Stated task 1:
Pull out each line of the records below that contains the word "water", with case counting.

Passage provided:
# Tutorial
Welcome to Keras-MML! This notebook will introduce you to the basics of working with Keras-MML.

Keras-MML mainly provides layers that replace in-built Keras layers with those that do not use matrix multiplications. For this notebook, we will focus on a matrix multiplication free implementation of a `Dense` layer, appropriately called `DenseMML`.

We will demonstrate its use in predicting handwritten digits from the [MNIST dataset](https://en.wikipedia.org/wiki/MNIST_database) using a very simple [multi-layer perceptron (MLP)](https://en.wikipedia.org/wiki/Multilayer_perceptron).

First, let's prepare the imports.

Dataset records:

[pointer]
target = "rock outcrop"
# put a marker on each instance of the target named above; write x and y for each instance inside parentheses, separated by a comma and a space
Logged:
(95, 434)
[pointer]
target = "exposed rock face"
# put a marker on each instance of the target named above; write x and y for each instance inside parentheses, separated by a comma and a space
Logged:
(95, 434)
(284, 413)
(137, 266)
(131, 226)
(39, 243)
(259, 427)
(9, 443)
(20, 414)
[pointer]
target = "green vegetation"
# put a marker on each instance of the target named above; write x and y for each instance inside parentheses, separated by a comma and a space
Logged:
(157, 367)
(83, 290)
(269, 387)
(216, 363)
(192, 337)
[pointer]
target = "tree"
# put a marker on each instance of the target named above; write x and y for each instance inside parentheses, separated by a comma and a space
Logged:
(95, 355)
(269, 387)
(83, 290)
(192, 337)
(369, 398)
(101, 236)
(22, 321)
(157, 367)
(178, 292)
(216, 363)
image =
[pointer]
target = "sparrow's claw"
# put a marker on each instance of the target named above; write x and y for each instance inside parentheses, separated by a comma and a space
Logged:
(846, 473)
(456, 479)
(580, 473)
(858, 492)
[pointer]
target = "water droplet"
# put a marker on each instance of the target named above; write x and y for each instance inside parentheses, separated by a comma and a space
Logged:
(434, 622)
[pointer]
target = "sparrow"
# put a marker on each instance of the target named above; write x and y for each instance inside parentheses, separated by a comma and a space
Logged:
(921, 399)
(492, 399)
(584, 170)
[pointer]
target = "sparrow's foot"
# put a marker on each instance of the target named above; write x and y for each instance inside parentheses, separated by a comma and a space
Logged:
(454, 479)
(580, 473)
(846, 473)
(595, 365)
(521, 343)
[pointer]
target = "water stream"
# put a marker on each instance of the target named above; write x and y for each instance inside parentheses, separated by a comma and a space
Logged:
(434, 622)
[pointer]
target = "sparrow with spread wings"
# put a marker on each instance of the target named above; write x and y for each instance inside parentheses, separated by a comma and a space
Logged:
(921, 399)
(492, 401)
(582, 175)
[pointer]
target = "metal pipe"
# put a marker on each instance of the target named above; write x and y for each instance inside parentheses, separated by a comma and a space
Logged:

Stated task 2:
Extract verbatim the span of the Keras-MML tutorial above between "We will demonstrate" and "prepare the imports.", inclusive.

Worked answer 1:
target = "water droplet"
target = "water stream"

Worked answer 2:
We will demonstrate its use in predicting handwritten digits from the [MNIST dataset](https://en.wikipedia.org/wiki/MNIST_database) using a very simple [multi-layer perceptron (MLP)](https://en.wikipedia.org/wiki/Multilayer_perceptron).

First, let's prepare the imports.